→ **Provided passage**

☆ ☆ ☆ ☆

In the midst of a Communist takeover it’s practically de rigueur to include a genocide.  Don’t plan on this one breaking tradition.

 

Genocide is the deliberate killing of a large number of people from a particular ethnic, national, racial, political, or religious group, in whole or in part.

 

Immediately after the 2020 election, enthusiastic little Communists, like Alexandria Ocasio-Cortez, could barely wait for the ink to dry on the final forged ballots before they were compiling lists of names.  They weren’t looking forward to the next gift-giving holiday.  They were making lists of the names of those who they felt should be retrained or reeducated... polite euphemisms for the attainment of ambient temperature... the cessation of all life functions.  They want them dealt with for their associations, their political preferences, their religious beliefs, and any other obscure attributes that may rub them the wrong way.  Some entries were actual names, but some were less specific but just as ominous.  One chilling example was “Trump supporters.”  Don’t be too concerned.  They rarely get around to dealing with everyone on the lists but, I intend to show you just how hard they’re willing to try.

☆ ☆ ☆ ☆

→ **Dataset excerpts**

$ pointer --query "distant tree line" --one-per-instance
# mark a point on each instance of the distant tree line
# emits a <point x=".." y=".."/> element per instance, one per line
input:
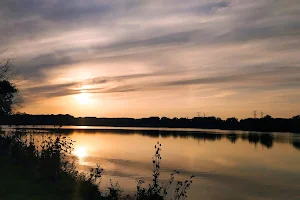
<point x="266" y="124"/>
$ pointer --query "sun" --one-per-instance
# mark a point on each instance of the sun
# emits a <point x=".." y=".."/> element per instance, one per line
<point x="83" y="98"/>
<point x="80" y="153"/>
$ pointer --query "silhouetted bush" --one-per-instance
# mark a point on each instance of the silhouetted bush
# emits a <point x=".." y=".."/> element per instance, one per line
<point x="48" y="163"/>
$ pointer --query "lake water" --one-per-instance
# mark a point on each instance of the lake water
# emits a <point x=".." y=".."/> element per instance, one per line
<point x="227" y="164"/>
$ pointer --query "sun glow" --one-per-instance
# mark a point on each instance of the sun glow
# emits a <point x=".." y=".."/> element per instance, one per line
<point x="81" y="152"/>
<point x="83" y="98"/>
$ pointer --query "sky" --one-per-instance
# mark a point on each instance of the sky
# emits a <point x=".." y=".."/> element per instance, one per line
<point x="140" y="58"/>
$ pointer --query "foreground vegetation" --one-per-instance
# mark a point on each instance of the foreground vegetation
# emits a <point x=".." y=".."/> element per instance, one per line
<point x="44" y="171"/>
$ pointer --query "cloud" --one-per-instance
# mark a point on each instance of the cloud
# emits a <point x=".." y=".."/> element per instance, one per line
<point x="243" y="47"/>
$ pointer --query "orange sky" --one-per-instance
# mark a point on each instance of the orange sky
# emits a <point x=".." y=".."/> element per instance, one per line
<point x="155" y="58"/>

☆ ☆ ☆ ☆

→ **Directive 1**
How does the genocide passage define genocide?
→ **Directive 2**
Carry the genocide passage forward, picking up right after its final sentence.

→ **Task response 1**
Genocide is the deliberate killing of a large number of people from a particular ethnic, national, racial, political, or religious group, in whole or in part.

→ **Task response 2**
 

I’ve chosen several examples of genocide from recent history.  I’ve focused on a particular time period simply because of the availability of the statistics needed to perform a meaningful evaluation.  I want you to be able to feel, in the pit of your stomach, just what an American genocide could feel like.

 

This horrific, state-led genocide, primarily targeted the Tutsi ethnic group, with Hutu nationalists annihilating nearly seventy-five percent of the Tutsi people.  Tension between the Tutsi and Hutu ethnic groups, in the country of Rwanda, had been festering for years, eventually breaking out into civil war, and fueling the tragic Rwandan genocide.

 

Tthe Hutu forces took a systematic approach to the genocide, often barricading escape routes to prevent victims from fleeing.  They also motivated recruits to assist in the genocide with promises of land and resources that would become available afterwards.

 

 

The Cambodian Genocide refers to the attempt of Khmer Rouge party leader, Pol Pot, to nationalize and centralize the peasant farming society of Cambodia, virtually overnight, in accordance with the Chinese Communist agricultural model.  This resulted in the deaths of approximately 40% of the country’s population, in three years, from 1975 when the Khmer Rouge seized power until they were overthrown by the Vietnamese in 1979.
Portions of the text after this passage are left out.